# Rows
** BEGIN **

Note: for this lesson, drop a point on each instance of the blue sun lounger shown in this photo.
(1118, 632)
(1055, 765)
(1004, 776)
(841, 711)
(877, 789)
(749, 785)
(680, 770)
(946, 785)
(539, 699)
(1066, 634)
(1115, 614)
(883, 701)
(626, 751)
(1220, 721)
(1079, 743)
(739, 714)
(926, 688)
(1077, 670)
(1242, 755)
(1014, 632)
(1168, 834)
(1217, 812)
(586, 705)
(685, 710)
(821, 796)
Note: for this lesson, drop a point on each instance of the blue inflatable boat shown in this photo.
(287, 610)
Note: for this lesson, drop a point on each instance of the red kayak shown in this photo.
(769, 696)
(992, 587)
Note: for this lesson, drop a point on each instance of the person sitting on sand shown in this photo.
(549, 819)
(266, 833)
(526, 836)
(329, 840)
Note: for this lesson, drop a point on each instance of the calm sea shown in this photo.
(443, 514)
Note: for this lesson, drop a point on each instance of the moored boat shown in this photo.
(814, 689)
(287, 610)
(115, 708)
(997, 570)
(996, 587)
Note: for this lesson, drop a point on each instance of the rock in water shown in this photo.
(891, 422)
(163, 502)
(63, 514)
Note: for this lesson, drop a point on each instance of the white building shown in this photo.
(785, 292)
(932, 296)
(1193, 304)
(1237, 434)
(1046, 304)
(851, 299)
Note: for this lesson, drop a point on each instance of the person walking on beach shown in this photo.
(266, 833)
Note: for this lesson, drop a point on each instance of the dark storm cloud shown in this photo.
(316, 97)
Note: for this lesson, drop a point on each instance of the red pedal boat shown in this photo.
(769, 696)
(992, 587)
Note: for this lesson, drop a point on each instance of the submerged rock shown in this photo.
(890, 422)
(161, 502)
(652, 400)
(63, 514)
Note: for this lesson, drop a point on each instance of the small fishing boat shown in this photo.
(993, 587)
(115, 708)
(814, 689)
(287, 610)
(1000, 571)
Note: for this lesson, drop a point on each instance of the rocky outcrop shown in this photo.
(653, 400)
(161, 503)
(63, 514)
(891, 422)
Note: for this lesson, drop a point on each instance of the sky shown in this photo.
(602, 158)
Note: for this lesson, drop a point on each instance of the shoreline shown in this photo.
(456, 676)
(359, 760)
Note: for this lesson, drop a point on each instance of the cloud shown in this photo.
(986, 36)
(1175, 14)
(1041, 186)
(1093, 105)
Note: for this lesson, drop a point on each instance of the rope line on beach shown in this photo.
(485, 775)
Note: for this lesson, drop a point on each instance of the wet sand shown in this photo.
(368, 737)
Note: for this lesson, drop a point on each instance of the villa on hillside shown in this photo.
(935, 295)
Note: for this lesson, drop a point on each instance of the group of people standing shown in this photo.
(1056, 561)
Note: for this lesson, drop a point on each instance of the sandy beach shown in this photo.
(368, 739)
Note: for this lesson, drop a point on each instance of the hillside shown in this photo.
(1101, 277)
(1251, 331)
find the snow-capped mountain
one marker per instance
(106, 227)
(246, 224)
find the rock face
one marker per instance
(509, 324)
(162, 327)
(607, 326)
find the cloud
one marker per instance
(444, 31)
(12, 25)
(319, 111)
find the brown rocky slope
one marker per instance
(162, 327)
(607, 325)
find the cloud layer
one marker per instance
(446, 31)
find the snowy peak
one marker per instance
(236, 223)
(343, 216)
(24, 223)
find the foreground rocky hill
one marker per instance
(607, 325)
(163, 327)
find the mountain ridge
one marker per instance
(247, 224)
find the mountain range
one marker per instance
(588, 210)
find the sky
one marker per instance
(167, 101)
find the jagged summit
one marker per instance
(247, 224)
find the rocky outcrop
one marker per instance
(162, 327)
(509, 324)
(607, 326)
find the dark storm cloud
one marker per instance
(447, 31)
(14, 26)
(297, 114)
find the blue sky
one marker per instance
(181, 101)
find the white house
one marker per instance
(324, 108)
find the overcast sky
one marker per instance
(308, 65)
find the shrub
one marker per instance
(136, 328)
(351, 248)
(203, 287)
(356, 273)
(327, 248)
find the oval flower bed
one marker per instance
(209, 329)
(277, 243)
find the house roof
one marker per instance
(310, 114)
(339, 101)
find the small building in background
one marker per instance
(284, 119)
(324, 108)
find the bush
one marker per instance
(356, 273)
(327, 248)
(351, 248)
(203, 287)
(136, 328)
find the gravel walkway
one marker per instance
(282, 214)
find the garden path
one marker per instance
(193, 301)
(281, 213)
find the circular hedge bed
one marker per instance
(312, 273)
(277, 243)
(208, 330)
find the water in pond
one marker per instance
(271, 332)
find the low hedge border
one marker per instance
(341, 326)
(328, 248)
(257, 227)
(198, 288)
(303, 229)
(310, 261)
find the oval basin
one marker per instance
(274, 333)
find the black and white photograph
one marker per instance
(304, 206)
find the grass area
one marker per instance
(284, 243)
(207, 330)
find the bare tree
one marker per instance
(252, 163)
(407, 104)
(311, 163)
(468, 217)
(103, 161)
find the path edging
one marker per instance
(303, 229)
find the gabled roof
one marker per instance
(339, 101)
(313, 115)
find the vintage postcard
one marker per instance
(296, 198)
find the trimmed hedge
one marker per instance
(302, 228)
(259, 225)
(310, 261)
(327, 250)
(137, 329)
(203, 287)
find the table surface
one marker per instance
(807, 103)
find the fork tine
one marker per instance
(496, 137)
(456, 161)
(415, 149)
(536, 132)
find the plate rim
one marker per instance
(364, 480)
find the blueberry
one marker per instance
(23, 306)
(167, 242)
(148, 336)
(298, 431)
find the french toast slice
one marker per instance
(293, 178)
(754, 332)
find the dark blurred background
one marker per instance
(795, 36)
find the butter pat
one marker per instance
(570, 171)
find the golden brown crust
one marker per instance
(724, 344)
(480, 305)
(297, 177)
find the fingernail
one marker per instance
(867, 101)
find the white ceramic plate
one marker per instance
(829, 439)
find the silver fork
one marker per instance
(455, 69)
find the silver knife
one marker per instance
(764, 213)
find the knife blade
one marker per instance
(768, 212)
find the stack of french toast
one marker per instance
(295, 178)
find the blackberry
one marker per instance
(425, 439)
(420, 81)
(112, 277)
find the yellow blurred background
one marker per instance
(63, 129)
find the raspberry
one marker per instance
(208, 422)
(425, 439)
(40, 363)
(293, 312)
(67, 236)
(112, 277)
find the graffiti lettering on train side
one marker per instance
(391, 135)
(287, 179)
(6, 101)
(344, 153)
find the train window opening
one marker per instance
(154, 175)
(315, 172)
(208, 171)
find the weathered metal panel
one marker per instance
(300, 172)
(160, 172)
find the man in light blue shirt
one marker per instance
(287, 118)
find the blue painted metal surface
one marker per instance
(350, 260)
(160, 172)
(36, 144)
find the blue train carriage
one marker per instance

** END **

# Work to be completed
Could you write out the lines above again, substituting "a single point for each one" for every "one marker per instance" and leaving everything else unchanged?

# Solution to this problem
Note: for this lesson, drop a point on each instance of the blue sun lounger shown in this photo.
(1118, 632)
(1055, 765)
(1004, 776)
(841, 711)
(877, 789)
(749, 785)
(680, 770)
(946, 785)
(539, 699)
(1066, 634)
(1115, 614)
(883, 701)
(626, 751)
(1220, 721)
(1079, 743)
(739, 714)
(926, 688)
(1077, 670)
(1242, 755)
(1014, 632)
(1168, 834)
(1217, 812)
(586, 705)
(685, 710)
(821, 796)
Note: for this lesson, drop a point on each instance of the blue inflatable boat shown in this photo.
(287, 610)
Note: for this lesson, drop a point on each instance of the red kayak shown in this photo.
(769, 696)
(992, 587)
Note: for this lesson, drop a point on each instance of the person sitting on sand shown in this photo.
(549, 819)
(266, 833)
(526, 836)
(329, 840)
Note: for this lesson, drop a point on each instance of the calm sea shown in this photo.
(443, 514)
Note: for this lesson, drop a point on each instance of the moored boat shown in this photo.
(814, 689)
(287, 610)
(115, 708)
(997, 570)
(996, 587)
Note: for this lesson, drop a point on each instance of the rock in water shown in this photo.
(891, 422)
(163, 502)
(63, 514)
Note: for this lesson, drop a point on each instance of the white building shown in this photo.
(785, 292)
(932, 296)
(1193, 304)
(1237, 434)
(1046, 304)
(851, 299)
Note: for this lesson, drop a point on each instance of the person walking on beach shown in this photo.
(266, 833)
Note: for this lesson, drop a point on each instance of the dark storm cloud shown in this photo.
(316, 97)
Note: for this lesson, drop a point on each instance of the red pedal boat shown in this photo.
(769, 696)
(992, 587)
Note: for this lesson, drop a point on each instance of the submerged rock shown in this photo.
(890, 422)
(161, 502)
(652, 400)
(63, 514)
Note: for this lesson, drop a point on each instance of the small fishing boat shown in this photo.
(993, 587)
(115, 708)
(814, 689)
(287, 610)
(1000, 571)
Note: for this lesson, drop a point on each instance of the rocky outcrop shown in this photo.
(653, 400)
(161, 503)
(63, 514)
(891, 422)
Note: for this lesson, drop a point on each instance of the sky shown in this photo.
(602, 158)
Note: for this lesson, drop a point on each instance of the shoreline shown in this photo.
(456, 676)
(359, 760)
Note: for this lesson, drop a point on each instance of the cloud shown in this photo.
(986, 36)
(1175, 14)
(1041, 186)
(1093, 105)
Note: for this lesson, drop a point on each instance of the rope line on beach shown in this photo.
(485, 775)
Note: for this lesson, drop a point on each instance of the wet sand shown in this photo.
(368, 737)
Note: for this lesson, drop a point on each instance of the villa on hillside shown in this photo.
(935, 295)
Note: for this lesson, drop a point on each instance of the group of people standing shown in this photo.
(1056, 561)
Note: for this lesson, drop a point on each instance of the sandy beach shown in this photo.
(368, 739)
Note: for this lesson, drop a point on each instance of the hillside shown in this photo.
(1101, 277)
(1251, 331)
find the snow-capped mountain
a single point for each one
(106, 227)
(246, 224)
find the rock face
a single point for each one
(509, 324)
(162, 327)
(607, 326)
find the cloud
a single point for each one
(444, 31)
(12, 25)
(319, 111)
find the brown rocky slope
a single point for each one
(162, 327)
(607, 325)
find the cloud layer
a single point for each one
(446, 31)
find the snowy peak
a single point for each one
(236, 223)
(343, 216)
(24, 223)
find the foreground rocky hill
a single point for each one
(607, 325)
(163, 327)
find the mountain ridge
a single point for each one
(247, 224)
find the mountain range
a single point for each one
(588, 210)
find the sky
a single point for each one
(167, 101)
find the jagged summit
a single point for each one
(247, 224)
find the rocky outcrop
a single point for each one
(162, 327)
(509, 324)
(607, 326)
find the dark storm cloud
a single point for each one
(447, 31)
(14, 26)
(297, 114)
find the blue sky
a single point for each one
(181, 101)
find the white house
a single point for each one
(324, 108)
find the overcast sky
a single point for each one
(308, 65)
find the shrub
a single point for each one
(136, 328)
(351, 248)
(203, 287)
(356, 273)
(327, 248)
find the oval flower bed
a single point for each one
(209, 329)
(277, 243)
find the house roof
a single point for each one
(310, 114)
(339, 101)
find the small building in background
a single point for each one
(284, 119)
(324, 108)
find the bush
a single point for each one
(356, 273)
(327, 248)
(351, 248)
(203, 287)
(136, 328)
find the gravel walkway
a single point for each one
(282, 214)
find the garden path
a single point for each one
(193, 301)
(281, 213)
find the circular hedge bed
a single point for each one
(312, 273)
(277, 243)
(208, 330)
find the water in pond
a single point for each one
(271, 332)
find the low hedge border
a single point for each one
(341, 326)
(328, 248)
(257, 227)
(198, 288)
(303, 229)
(310, 261)
find the oval basin
a single point for each one
(274, 333)
find the black and white photograph
a single point for each one
(304, 206)
find the grass area
a single point for each one
(284, 243)
(207, 330)
find the bare tree
a single point for each one
(252, 163)
(407, 104)
(311, 163)
(468, 217)
(103, 161)
find the path edging
a single point for each one
(303, 229)
find the gabled roof
a single point for each one
(339, 101)
(313, 115)
find the vintage postcard
a single point for each one
(296, 198)
find the trimmed hedge
a single point for each one
(302, 228)
(259, 225)
(310, 261)
(327, 250)
(137, 329)
(203, 287)
find the table surface
a single point for each one
(807, 103)
find the fork tine
a single point for each one
(496, 137)
(456, 161)
(415, 149)
(536, 132)
find the plate rim
a single point for each one
(364, 480)
find the blueberry
a single point for each one
(23, 306)
(167, 242)
(148, 336)
(298, 431)
find the french toast slice
a single point for each one
(293, 178)
(754, 332)
find the dark blurred background
a single point for each one
(795, 36)
find the butter pat
a single point for each one
(570, 171)
find the golden brown crust
a single point for each one
(724, 344)
(480, 305)
(297, 177)
find the fingernail
a single point for each one
(867, 101)
find the white ceramic plate
a single point for each one
(829, 439)
find the silver fork
a single point for each one
(455, 69)
find the silver knife
a single point for each one
(764, 213)
find the knife blade
a single point for each one
(768, 212)
find the stack of french toast
a single point for each one
(295, 178)
find the blackberry
a single point for each one
(425, 439)
(420, 81)
(112, 277)
find the yellow blurred background
a single point for each one
(63, 129)
find the raspberry
a single point for each one
(208, 422)
(425, 439)
(40, 363)
(293, 312)
(67, 236)
(112, 277)
find the graffiti lettering on train side
a single point for each one
(391, 135)
(287, 179)
(6, 101)
(344, 153)
find the train window opening
a single point for each one
(154, 175)
(315, 172)
(208, 171)
find the weathered metal panel
a single point for each one
(300, 172)
(160, 172)
find the man in light blue shirt
a single point for each one
(287, 118)
find the blue painted metal surface
a single point for each one
(350, 260)
(160, 172)
(36, 144)
find the blue train carriage
a single point for each one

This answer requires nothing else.